■ Task list ■
• 1. Render this sentence from the Chronomètre Artisans price article in Spanish: "The final price, as the email explains, has been adjusted by 8% to 81,000 francs."
• 2. Extend the article on the Chronomètre Artisans price increase, picking up after its final sentence.

■ Page text ■
____

Simon Brette Raises Chronomètre Artisans Price Days Before Launch
Deposit was paid. Agreement didn't leave room for adjustment. What would you do?
A curious email arrived in the inboxes of certain collectors this week. Simon Brette’s office sent what appeared to be a standard allocation confirmation for the forthcoming stainless steel Chronomètre Artisans, a watch that has been anticipated for over a year by those who placed deposits based on a quoted price of 75,000 Swiss francs. The email began warmly enough, congratulating recipients on their allocation and welcoming them to the family, before delivering news that completely altered the nature of their agreement.
The final price, as the email explains, has been adjusted by 8% to 81,000 francs. The increase of 6,000 francs is presented as a necessary consequence of the bracelet’s development, which apparently required more than two and a half years of research and innovation, with particular care devoted to its 446 components.
The email speaks of uncompromising pursuit of perfection, of concave polished-head screws, and of course, of investment exceeding initial projections. It was all very reasonable-sounding, all very technical, but really… very much beside the point.
The collectors who received this email had been told, when they paid their deposits over a year ago, that they were putting down 25% of the total price. They had also been promised a steel bracelet as part of the original deal, along with the usual leather strap. Several collectors have confirmed these details independently. The bracelet was always part of the deal - part of the 75,000 franc price tag.
Now, in the week before the public launch scheduled for Friday the 19th of December, they are being informed that the price has simply... gone up!

____

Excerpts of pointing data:

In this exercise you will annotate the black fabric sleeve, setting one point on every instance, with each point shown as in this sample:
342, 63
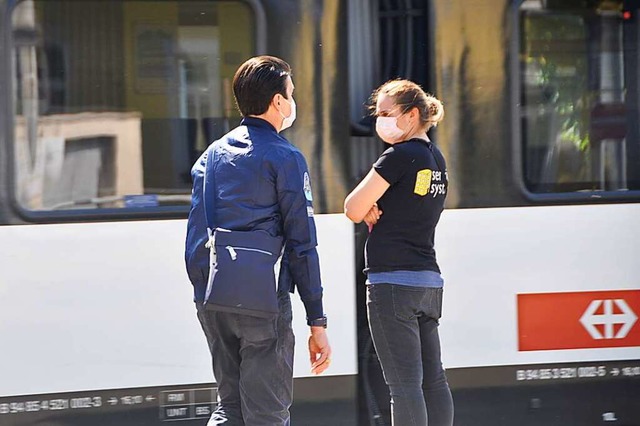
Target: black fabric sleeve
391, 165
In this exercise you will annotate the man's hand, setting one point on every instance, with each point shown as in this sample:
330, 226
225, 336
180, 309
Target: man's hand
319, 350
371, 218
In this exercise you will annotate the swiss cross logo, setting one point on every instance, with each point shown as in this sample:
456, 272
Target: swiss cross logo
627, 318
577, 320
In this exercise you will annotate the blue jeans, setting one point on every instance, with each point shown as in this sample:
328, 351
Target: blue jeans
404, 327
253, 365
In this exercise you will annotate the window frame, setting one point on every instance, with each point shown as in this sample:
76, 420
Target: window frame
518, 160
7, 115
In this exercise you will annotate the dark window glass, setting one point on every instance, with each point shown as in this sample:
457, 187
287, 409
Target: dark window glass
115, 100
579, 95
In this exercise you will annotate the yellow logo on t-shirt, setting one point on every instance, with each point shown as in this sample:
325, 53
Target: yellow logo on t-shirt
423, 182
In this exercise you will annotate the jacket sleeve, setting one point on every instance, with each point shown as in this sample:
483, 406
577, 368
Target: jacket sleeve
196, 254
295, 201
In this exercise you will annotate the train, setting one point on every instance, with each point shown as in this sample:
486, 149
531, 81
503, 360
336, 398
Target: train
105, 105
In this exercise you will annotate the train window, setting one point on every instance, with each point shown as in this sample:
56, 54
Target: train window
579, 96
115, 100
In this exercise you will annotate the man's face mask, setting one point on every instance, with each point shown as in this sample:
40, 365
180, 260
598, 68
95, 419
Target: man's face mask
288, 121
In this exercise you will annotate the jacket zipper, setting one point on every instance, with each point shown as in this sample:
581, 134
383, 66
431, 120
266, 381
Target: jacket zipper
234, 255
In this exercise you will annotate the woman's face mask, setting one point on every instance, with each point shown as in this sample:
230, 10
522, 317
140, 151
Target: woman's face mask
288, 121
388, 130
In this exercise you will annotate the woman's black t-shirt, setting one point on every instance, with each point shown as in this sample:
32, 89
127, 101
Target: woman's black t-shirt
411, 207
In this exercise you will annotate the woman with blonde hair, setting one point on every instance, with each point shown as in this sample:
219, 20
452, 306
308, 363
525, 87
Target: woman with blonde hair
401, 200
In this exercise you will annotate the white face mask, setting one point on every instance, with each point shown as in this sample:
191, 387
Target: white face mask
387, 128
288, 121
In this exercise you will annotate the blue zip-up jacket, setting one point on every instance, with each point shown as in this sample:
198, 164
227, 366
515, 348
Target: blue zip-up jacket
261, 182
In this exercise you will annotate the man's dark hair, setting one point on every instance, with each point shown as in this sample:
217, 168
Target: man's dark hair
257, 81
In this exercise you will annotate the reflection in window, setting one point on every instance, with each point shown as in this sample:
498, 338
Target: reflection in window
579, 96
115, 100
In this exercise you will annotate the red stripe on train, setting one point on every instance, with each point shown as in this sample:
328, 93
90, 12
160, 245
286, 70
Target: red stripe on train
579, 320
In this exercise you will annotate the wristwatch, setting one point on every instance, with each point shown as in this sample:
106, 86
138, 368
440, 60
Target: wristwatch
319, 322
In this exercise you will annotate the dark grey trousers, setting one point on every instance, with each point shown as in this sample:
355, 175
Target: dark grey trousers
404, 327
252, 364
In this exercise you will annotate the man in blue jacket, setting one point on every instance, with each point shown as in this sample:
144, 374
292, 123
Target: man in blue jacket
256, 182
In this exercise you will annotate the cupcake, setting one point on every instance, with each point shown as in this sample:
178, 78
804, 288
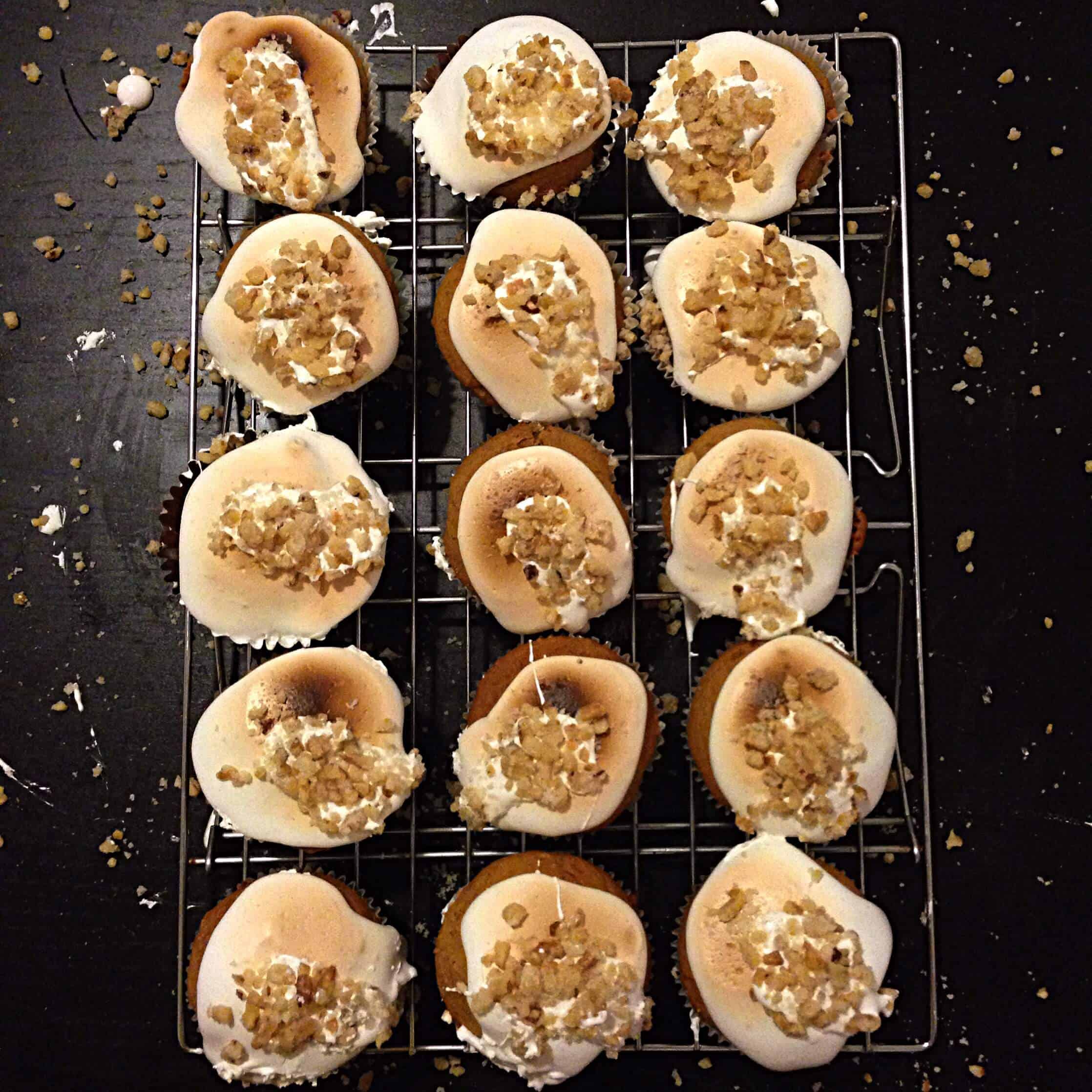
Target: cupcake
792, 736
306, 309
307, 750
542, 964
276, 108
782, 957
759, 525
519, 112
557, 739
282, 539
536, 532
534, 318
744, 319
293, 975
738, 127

____

■ Answers provided ■
• 1. El precio final, según explica el correo electrónico, se ha ajustado en un 8 % hasta 81 000 francos.

• 2.
Moving goalposts
When some collectors reached out to enquire about this unexpected development, the brand confirmed that the final invoice from their bracelet supplier had come in substantially higher than anticipated (more than 3x). The costs had escalated, and therefore these costs needed to be passed on to customers. There was a logic to it, but this is the kind of logic that makes sense when you are only looking at your own ledger and trying to make your numbers work. Worth noting from the brand’s perspective, reducing the order quantity would increase the unit cost for each remaining bracelet.
This explanation raises something interesting about how the brand viewed the situation. The supplier’s cost overrun had become the customer’s problem to solve. The brand found itself squeezed between a supplier who couldn’t deliver at the original price and customers who had already committed on different terms, and their solution was… to simply pass that squeeze along the chain? The customers, having already paid their deposits and waited over a year, would surely understand. They would surely accept. They were, after all, buying a 75,000 franc time-only steel watch, so what’s another 6,000, right?
Right?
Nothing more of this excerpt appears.